→ **What is asked**
Copy out the records below character for character, leaving every line unchanged.

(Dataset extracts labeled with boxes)
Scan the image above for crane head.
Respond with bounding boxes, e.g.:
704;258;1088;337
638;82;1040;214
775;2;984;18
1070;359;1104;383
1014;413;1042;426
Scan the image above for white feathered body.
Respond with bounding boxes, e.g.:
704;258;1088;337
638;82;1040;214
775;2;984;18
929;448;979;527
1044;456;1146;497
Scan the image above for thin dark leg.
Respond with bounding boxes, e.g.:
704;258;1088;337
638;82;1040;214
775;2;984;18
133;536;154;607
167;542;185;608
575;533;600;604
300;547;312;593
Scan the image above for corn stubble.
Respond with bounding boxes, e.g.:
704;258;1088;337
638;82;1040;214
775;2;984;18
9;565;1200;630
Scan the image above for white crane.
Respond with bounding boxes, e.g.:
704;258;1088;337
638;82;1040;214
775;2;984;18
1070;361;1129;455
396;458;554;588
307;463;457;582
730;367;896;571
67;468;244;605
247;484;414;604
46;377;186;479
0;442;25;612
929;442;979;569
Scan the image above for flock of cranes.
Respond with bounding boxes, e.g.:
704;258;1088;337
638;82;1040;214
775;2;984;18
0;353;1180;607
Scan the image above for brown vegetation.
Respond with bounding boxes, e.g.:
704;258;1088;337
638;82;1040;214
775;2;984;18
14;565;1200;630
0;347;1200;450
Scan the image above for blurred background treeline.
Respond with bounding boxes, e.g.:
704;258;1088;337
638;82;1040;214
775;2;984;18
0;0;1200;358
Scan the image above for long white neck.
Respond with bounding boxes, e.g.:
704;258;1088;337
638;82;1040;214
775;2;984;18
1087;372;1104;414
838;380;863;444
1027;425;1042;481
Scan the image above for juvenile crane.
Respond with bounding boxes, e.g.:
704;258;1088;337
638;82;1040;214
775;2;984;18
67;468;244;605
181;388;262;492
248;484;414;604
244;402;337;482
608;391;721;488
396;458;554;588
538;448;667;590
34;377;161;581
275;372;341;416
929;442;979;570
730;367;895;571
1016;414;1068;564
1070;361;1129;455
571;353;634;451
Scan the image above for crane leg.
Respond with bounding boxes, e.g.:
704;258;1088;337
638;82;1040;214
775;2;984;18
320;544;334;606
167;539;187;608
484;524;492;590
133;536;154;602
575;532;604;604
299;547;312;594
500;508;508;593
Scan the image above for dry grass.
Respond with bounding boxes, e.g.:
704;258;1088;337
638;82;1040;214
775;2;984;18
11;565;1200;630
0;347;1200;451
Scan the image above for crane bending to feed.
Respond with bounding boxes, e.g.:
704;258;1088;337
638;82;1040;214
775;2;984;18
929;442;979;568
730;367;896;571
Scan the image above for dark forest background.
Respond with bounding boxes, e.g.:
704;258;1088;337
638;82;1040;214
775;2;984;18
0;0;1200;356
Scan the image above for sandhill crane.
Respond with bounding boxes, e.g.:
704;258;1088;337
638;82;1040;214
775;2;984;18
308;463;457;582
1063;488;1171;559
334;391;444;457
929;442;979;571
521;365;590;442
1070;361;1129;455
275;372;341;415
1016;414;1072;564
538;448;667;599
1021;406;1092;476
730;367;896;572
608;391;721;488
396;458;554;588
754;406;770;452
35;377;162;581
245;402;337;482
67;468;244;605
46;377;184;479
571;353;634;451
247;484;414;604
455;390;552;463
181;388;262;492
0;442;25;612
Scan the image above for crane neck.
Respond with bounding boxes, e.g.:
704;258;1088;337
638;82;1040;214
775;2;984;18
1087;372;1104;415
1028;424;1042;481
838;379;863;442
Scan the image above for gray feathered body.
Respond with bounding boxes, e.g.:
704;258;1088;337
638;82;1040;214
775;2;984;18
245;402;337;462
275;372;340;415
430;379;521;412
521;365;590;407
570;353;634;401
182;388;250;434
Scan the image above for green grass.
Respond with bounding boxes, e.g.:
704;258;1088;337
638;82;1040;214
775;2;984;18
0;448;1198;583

→ **Response to the exercise**
Scan the image above for crane head.
Respond with bounding boxes, e.g.:
704;258;1088;337
638;82;1040;214
775;2;984;18
1070;359;1104;383
1014;413;1042;426
Scan the image above for white feathered body.
Respond with bounding boxes, e.g.:
704;258;1088;337
638;82;1040;214
775;2;984;18
929;448;979;527
1044;456;1146;497
Scan the image above for thin dark leg.
Respond with bounding boxes, e.g.:
704;258;1088;337
638;82;1040;214
775;2;984;18
133;536;154;607
167;542;185;608
575;533;600;604
300;547;312;593
Scan the image above for corn stubble.
Respond with bounding boxes, e.g.:
704;258;1088;337
638;82;1040;214
775;2;984;18
9;565;1200;630
Scan the image above for white crane.
Respond with bounding boxes, e.g.:
704;258;1088;337
638;82;1040;214
775;2;984;18
1070;361;1129;455
396;458;554;588
307;463;457;582
730;367;896;571
67;468;244;605
247;484;414;604
46;377;186;479
0;442;25;612
929;442;979;569
Scan the image above for flock of cranes.
Respond with bounding boxes, e.g.:
704;258;1088;337
638;82;1040;214
775;2;984;18
0;353;1180;607
Scan the image above for brown vegetation.
Respond with bounding boxes, e.g.:
704;258;1088;337
638;82;1040;214
775;2;984;18
14;565;1200;630
0;347;1200;450
Scan the image above for blurred background treeline.
Respond with bounding boxes, e.g.:
704;258;1088;337
638;82;1040;214
775;2;984;18
0;0;1200;358
Scan the image above for long white neck.
Respond with bounding boxes, e.g.:
704;258;1088;337
638;82;1040;214
775;2;984;18
1087;372;1104;414
838;380;863;444
1027;425;1042;481
Scan the image above for juvenile crane.
Respond with bounding boxes, e.g.:
704;258;1088;337
638;82;1040;214
775;2;984;18
67;468;244;605
181;388;262;492
248;484;414;604
244;402;337;482
608;391;721;488
396;458;554;588
538;448;667;590
34;377;161;581
275;372;341;416
929;442;979;570
730;367;895;571
1016;414;1068;564
1070;361;1129;455
571;353;634;451
Scan the image above for crane leg.
Respond with bounding boxes, e.g.:
704;258;1088;337
638;82;1040;214
775;2;984;18
320;544;334;606
167;539;187;608
484;524;492;590
133;536;154;602
575;532;604;604
299;547;312;594
500;508;508;593
Scan the image above for dry grass.
Respond with bounding boxes, e.g.:
704;258;1088;337
638;82;1040;214
775;2;984;18
11;565;1200;630
0;347;1200;451
Scan the image above for crane bending to feed.
Respond with bounding boxes, e.g.:
704;258;1088;337
638;82;1040;214
775;2;984;18
929;442;979;568
730;367;896;571
Scan the image above for dark forest background.
Respond with bounding boxes, e.g.:
704;258;1088;337
638;82;1040;214
775;2;984;18
0;0;1200;356
Scan the image above for sandhill crane.
Respond with bounding boxes, e.g.:
704;258;1088;337
638;82;1040;214
775;2;984;18
308;463;457;582
1063;488;1171;559
334;391;444;457
929;442;979;571
521;365;590;442
1070;361;1129;455
275;372;341;415
1016;414;1072;564
538;448;667;599
1021;406;1092;476
730;367;896;572
608;391;721;488
396;458;554;588
754;406;770;452
35;377;162;581
245;402;337;482
67;468;244;605
46;377;184;479
571;353;634;451
247;484;414;604
455;390;552;463
181;388;262;492
0;442;25;612
Scan the image above for crane neck.
Respond with bounding boxes, e.g.:
704;258;1088;337
638;82;1040;214
775;2;984;18
1087;372;1104;415
1028;424;1042;481
838;379;863;442
Scan the image above for gray feathered body.
Respond with bounding boxes, e.g.:
704;258;1088;337
638;82;1040;214
775;2;984;18
245;402;337;462
275;372;340;415
430;379;521;412
521;365;590;407
570;353;634;401
182;388;250;434
Scan the image above for green grass.
Respond with bounding boxes, e.g.:
704;258;1088;337
638;82;1040;214
775;2;984;18
0;448;1198;583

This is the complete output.